→ GIVEN TASK
Output the records. Match them exactly.

** START RECORDED DATA **

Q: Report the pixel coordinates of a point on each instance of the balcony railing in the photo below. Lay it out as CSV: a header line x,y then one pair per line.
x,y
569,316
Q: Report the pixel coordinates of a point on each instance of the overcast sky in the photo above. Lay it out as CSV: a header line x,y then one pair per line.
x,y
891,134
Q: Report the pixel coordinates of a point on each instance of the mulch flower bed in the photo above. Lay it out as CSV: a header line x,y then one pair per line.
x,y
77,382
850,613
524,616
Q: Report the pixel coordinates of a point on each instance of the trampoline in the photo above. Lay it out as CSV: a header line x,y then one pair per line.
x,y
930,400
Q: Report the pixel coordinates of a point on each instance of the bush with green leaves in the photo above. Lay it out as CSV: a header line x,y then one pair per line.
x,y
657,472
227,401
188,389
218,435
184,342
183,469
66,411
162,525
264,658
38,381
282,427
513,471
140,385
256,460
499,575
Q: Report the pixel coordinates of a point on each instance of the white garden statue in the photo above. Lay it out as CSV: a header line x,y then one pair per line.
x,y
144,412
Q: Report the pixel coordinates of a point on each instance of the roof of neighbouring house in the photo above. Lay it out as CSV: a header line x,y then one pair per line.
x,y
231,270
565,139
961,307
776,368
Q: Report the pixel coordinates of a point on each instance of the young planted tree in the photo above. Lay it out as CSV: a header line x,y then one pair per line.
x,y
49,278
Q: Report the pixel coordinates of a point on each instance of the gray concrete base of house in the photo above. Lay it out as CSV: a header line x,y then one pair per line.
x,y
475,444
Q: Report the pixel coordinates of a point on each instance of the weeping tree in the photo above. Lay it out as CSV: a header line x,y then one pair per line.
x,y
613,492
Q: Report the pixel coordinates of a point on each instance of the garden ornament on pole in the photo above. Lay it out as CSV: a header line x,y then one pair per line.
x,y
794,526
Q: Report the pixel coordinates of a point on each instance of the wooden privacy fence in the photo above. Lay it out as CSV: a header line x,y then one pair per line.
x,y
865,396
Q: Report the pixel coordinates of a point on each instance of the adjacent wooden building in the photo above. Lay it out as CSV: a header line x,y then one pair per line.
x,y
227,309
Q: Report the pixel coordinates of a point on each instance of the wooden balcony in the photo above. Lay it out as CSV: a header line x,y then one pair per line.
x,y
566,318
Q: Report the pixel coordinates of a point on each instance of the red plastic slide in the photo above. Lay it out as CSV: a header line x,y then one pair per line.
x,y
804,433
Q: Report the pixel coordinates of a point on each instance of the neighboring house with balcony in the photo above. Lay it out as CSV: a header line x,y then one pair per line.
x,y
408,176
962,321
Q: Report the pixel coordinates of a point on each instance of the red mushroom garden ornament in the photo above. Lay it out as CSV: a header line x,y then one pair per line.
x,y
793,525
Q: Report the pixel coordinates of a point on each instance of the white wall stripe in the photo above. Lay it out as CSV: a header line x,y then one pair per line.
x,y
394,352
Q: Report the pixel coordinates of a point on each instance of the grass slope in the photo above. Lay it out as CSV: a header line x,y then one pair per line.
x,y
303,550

** END RECORDED DATA **

→ TASK OUTPUT
Q: Report the pixel coordinates of a point on each instance of the balcony railing in the photo below. Lay it out as CSV: a header line x,y then one pair per line.
x,y
569,316
Q: Report the pixel coordinates of a point on each instance of the overcast sky in the photo above. Lay it out as CSV: a header line x,y then one pair per line.
x,y
891,134
Q: Report the pixel coordinates of a point on each instance of the mulch flower bed in the photo above. Lay it out as CSV: a header line x,y then one pair per line.
x,y
77,382
850,613
524,616
Q: Report the pixel coordinates of a point on each instance of the trampoline in the photo above. Lay it out as CSV: a header line x,y then one pair per line.
x,y
930,400
Q: Report the pixel coordinates of a point on each instance of the bush with green leaves in the photo above. Lay it out as CSV: a header line x,y then one pair per line.
x,y
657,472
227,401
188,389
218,435
184,342
183,469
66,411
162,525
264,658
38,381
282,427
513,471
140,385
256,460
499,575
Q: Report the pixel coordinates of a point on each instance of the white garden statue in the photo above. Lay it out as CSV: a header line x,y then one pair per line.
x,y
144,412
Q: Report the pixel coordinates of a point on each instance of the roof of neighbouring house in the photo above. Lay it out as CSV: a header line x,y then one pair per line.
x,y
231,270
565,139
961,307
776,368
Q: Report the pixel coordinates of a point on each instance of the young planted tree in the photo above. Lay it out as CSV: a header line x,y then one pair per line.
x,y
49,278
Q: Report the pixel coordinates of a point on each instance of the gray concrete base of house in the photo above. Lay it out as CSV: a header line x,y then one pair per line.
x,y
475,444
Q: Report the pixel coordinates of a point on each instance of the weeping tree in the photo above. Lay it out as CSV: a header line x,y then one pair per line.
x,y
613,492
Q: Report the pixel coordinates of a point on each instance of the garden ornament on pole in the photo above. Lay it out as CSV: a header line x,y then one pair per line.
x,y
794,526
Q: Report the pixel coordinates of a point on each instance of the wooden privacy fence in the photo above. Lay it out as CSV: a header line x,y then one pair per line.
x,y
865,396
Q: Report the pixel coordinates of a point on each instance of the adjacent wooden building in the photo above. Lay it out as CSV: a header line x,y then one pair per line.
x,y
227,309
Q: Report the pixel coordinates of a point on each instance of the wooden balcony in the photo above. Lay it out as CSV: a header line x,y then one pair per line.
x,y
566,318
Q: Report the pixel coordinates of a point on each instance of the red plastic slide in the photo above. Lay it out as CSV: a header line x,y then one pair per line.
x,y
804,433
Q: Report the pixel coordinates of a point on each instance of the neighboring house with balcony in the photo above. Lay it out as CSV: a header line x,y then one pair per line.
x,y
408,176
962,321
Q: Report the pixel coordinates of a point on each instance of the red mushroom garden ornament in the photo above. Lay it out as CSV: a header line x,y then one pair per line.
x,y
793,525
Q: Report the pixel coordinates of a point on each instance of the white wall stripe in the photo above. Lay it out as CSV: a header line x,y then one pair per line.
x,y
394,352
Q: Report the pixel coordinates of a point on each instance of the grass slope in the photo above. Lay it out as CSV: a header line x,y then one pair per line.
x,y
303,550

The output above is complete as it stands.